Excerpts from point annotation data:
+ + + +
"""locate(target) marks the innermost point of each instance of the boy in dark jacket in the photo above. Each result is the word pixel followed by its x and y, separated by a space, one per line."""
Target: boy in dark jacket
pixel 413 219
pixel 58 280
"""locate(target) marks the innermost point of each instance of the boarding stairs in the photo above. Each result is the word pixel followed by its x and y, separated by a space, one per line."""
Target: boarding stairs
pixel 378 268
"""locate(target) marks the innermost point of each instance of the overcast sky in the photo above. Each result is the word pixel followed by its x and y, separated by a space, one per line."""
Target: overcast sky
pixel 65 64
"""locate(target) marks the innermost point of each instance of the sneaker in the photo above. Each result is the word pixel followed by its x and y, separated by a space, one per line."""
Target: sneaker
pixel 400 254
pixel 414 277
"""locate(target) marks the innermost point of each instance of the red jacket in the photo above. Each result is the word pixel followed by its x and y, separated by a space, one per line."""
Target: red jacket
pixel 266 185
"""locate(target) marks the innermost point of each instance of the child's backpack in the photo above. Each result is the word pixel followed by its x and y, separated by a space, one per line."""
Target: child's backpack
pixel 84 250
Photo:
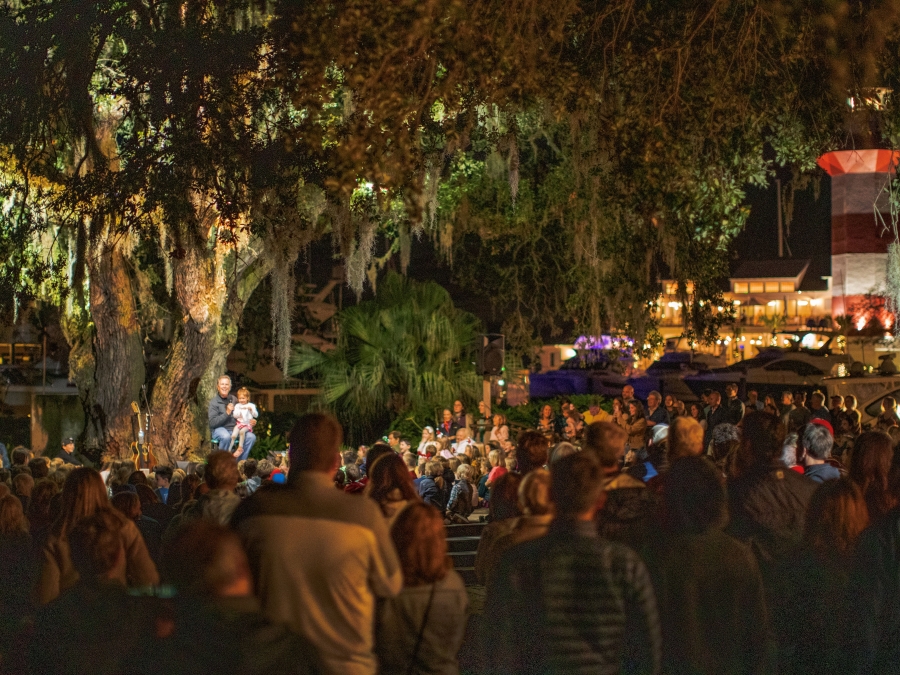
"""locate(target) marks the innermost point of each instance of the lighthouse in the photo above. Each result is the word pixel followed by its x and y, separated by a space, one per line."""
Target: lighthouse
pixel 860 180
+ + + +
→ **AIM**
Exactly reproduce each record, leaving out any pictures.

→ **SOLVED EXERCISE**
"""locate(target) marks the innermost point of each instance of the boy in dark jacket in the photo above. Each result is the word pixel followed by its x and y, separated by a space, one per line."""
Target: boy in dark jacket
pixel 413 219
pixel 58 280
"""locate(target) marks the innermost point of each instance of the boarding stairs in the photo above. Each result is the word pixel followed by its x and y, separated by a space, one per line."""
Target: boarding stairs
pixel 378 268
"""locate(target) marks the innermost point of each instance of the overcast sky in the photo above. Each result is the word pixel followed by its x and y, separated by a space, one per line."""
Target: overcast sky
pixel 65 64
"""locate(target) marks the innermost point of each instance of the sneaker in the photo above. Each result is the word pixel followed by its x and y, separated by a space, one per line."""
Target: sneaker
pixel 400 254
pixel 414 277
"""locate(target) marks the innermost point of each instance of the red jacket in the photo above. Each result is the word pixel followed by its x and y, separated by a space, one per line."""
Target: red jacket
pixel 266 185
"""locate(target) marks the innermost point of each instance of the child's backpack in the photo above. Each result is the word pixel followed by its x and y, separated by a space, one per line."""
Target: child's backpack
pixel 84 250
Photo:
"""locate(target) marks the innermost point of each instance of the lighthouse in the photo above. Each result is the word pixel followed by its x and y, separated by a space, one per line."""
Target: lighthouse
pixel 860 180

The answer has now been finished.